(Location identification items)
= = = = =
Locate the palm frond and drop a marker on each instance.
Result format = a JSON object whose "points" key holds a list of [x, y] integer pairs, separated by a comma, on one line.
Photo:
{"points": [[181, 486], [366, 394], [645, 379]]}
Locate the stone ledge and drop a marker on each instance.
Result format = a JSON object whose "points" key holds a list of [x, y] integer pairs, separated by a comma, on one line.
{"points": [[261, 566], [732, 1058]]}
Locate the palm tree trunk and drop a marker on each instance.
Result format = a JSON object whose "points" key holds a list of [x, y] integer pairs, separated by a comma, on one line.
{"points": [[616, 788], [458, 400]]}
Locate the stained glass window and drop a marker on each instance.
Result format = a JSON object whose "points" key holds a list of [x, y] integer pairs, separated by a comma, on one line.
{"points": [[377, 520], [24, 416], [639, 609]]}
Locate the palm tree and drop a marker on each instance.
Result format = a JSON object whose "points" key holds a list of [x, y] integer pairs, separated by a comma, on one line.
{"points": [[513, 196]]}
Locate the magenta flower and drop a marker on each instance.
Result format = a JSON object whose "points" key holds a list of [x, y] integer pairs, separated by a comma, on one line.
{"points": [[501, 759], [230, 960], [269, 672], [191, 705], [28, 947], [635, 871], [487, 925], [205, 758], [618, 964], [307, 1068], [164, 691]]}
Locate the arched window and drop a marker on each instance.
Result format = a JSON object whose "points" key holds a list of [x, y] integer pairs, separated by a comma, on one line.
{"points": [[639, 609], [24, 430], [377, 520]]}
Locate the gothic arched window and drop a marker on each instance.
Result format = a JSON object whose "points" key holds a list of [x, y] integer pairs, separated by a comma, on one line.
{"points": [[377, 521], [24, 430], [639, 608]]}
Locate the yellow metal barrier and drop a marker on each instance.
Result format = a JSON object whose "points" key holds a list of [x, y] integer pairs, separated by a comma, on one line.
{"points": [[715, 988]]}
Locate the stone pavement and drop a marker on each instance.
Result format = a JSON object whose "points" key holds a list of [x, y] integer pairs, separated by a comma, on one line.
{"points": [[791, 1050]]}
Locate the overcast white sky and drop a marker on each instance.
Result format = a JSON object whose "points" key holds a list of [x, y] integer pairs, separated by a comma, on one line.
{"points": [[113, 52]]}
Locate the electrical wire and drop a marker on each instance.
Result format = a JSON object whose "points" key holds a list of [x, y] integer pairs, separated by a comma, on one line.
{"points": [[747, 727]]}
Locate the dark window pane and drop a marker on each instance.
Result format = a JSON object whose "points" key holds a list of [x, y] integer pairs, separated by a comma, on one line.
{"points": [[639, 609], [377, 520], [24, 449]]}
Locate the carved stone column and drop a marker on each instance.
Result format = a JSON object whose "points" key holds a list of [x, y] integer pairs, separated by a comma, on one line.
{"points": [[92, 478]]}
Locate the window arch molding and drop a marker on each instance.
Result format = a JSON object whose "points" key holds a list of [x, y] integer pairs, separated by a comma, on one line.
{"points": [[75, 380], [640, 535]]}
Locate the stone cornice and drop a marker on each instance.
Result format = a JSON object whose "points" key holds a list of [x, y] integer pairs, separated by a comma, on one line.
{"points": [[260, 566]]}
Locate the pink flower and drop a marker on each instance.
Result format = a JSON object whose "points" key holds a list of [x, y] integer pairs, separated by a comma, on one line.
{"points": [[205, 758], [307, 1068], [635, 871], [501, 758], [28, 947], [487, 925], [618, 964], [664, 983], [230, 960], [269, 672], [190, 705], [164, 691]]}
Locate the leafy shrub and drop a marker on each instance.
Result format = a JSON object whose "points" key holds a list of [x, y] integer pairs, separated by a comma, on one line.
= = = = =
[JOB]:
Convert the lines above into a Markdown table with two columns, Row and Line. Give each line a row number, and leave out blank lines.

[RESPONSE]:
| Row | Line |
|---|---|
| 1 | Locate the palm frond and drop a marker on each instance. |
| 2 | Result format = a JSON object whose "points" key holds a list of [x, y] integer pairs, separated by a comma, on one line. |
| 3 | Photo: |
| 4 | {"points": [[181, 486], [366, 394], [645, 379]]} |
| 5 | Locate the stone ledge and drop a marker on each instance. |
| 6 | Result format = a JSON object whose "points" key holds a list of [x, y] integer pairs, separated by a comma, on one line. |
| 7 | {"points": [[261, 566], [732, 1058]]} |
| 8 | Locate the palm tree trunk and drop a marker on each instance. |
| 9 | Result format = a JSON object whose "points" key holds a list of [x, y] integer pairs, separated by a comma, on one line. |
| 10 | {"points": [[616, 788], [458, 400]]} |
| 11 | Locate the stained glass window and drop a marker on each instance. |
| 12 | Result format = a JSON object whose "points" key holds a list of [x, y] integer pairs, separated by a comma, on one line. |
| 13 | {"points": [[377, 520], [24, 416], [639, 609]]} |
| 14 | Locate the palm tree and drop a marker on each instance. |
| 15 | Result format = a JSON object whose "points" key holds a list of [x, y] integer pairs, separated by a comma, on one line. |
| 16 | {"points": [[513, 196]]} |
| 17 | Locate the magenta flower and drop a marker on each instance. |
| 18 | Result format = a JSON object whose "points" key holds a list of [x, y] integer pairs, separated by a comma, on one line. |
| 19 | {"points": [[501, 759], [230, 960], [269, 672], [191, 705], [28, 947], [635, 871], [487, 925], [205, 758], [618, 964], [307, 1068], [164, 691]]} |
| 20 | Locate the arched window and drop a marker on each instance. |
| 21 | Result format = a JSON object whose "points" key holds a list of [x, y] integer pairs, separated by a comma, on one line. |
| 22 | {"points": [[639, 609], [24, 430], [377, 520]]} |
| 23 | Locate the gothic arched window and drop a marker on each instance. |
| 24 | Result format = a JSON object whose "points" key holds a list of [x, y] integer pairs, separated by a comma, on one line. |
| 25 | {"points": [[377, 521], [24, 430], [639, 608]]} |
| 26 | Locate the yellow metal barrier and drop a marker on each instance. |
| 27 | Result format = a JSON object whose "points" key holds a list of [x, y] integer pairs, separated by a comma, on one line. |
| 28 | {"points": [[715, 988]]} |
| 29 | Locate the stone pavement and drop a marker on each instance. |
| 30 | Result format = a JSON object whose "points" key holds a list of [x, y] integer pairs, separated by a comma, on one line. |
| 31 | {"points": [[791, 1050]]} |
| 32 | Locate the overcast white sky and drop a marker on each instance. |
| 33 | Result format = a JSON object whose "points" key holds a list of [x, y] integer pairs, separated by a comma, on one line. |
| 34 | {"points": [[113, 52]]} |
| 35 | Locate the electrical wire and drop a marker on each instance. |
| 36 | Result format = a JSON object whose "points" key holds a list of [x, y] integer pairs, separated by a comma, on one line. |
| 37 | {"points": [[747, 727]]} |
| 38 | Locate the dark window pane and drop a marker on each instance. |
| 39 | Result format = a JSON object whose "points" key holds a list of [x, y] integer pairs, separated by a comma, on one line. |
| 40 | {"points": [[639, 609], [377, 520], [24, 449]]} |
| 41 | Locate the carved stone column and drop a marker on each instance. |
| 42 | Result format = a JSON object whose "points" key holds a list of [x, y] integer pairs, separated by a comma, on one line. |
| 43 | {"points": [[92, 478]]} |
| 44 | Locate the window arch molding and drop a marker on each instance. |
| 45 | Result format = a JSON object whose "points" key holds a list of [x, y] integer pairs, separated by a comma, on one line. |
| 46 | {"points": [[75, 380], [640, 535]]} |
| 47 | Locate the stone cornice and drop a marker on each instance. |
| 48 | Result format = a JSON object whose "points" key holds a list of [x, y] integer pairs, separated by a comma, on one line. |
| 49 | {"points": [[260, 566]]} |
| 50 | Locate the pink flower and drop a marker on each instance. |
| 51 | Result format = a JSON object whose "points" key holds a list of [x, y] integer pairs, separated by a comma, on one line. |
| 52 | {"points": [[205, 758], [307, 1068], [635, 871], [501, 758], [28, 947], [487, 925], [618, 964], [664, 983], [230, 960], [269, 672], [190, 705], [164, 691]]} |
| 53 | Locate the leafy shrub and drop a marker on each instance. |
| 54 | Result format = a JSON object whose "points" key holds a list of [x, y] integer pairs, separated by a comma, on one line. |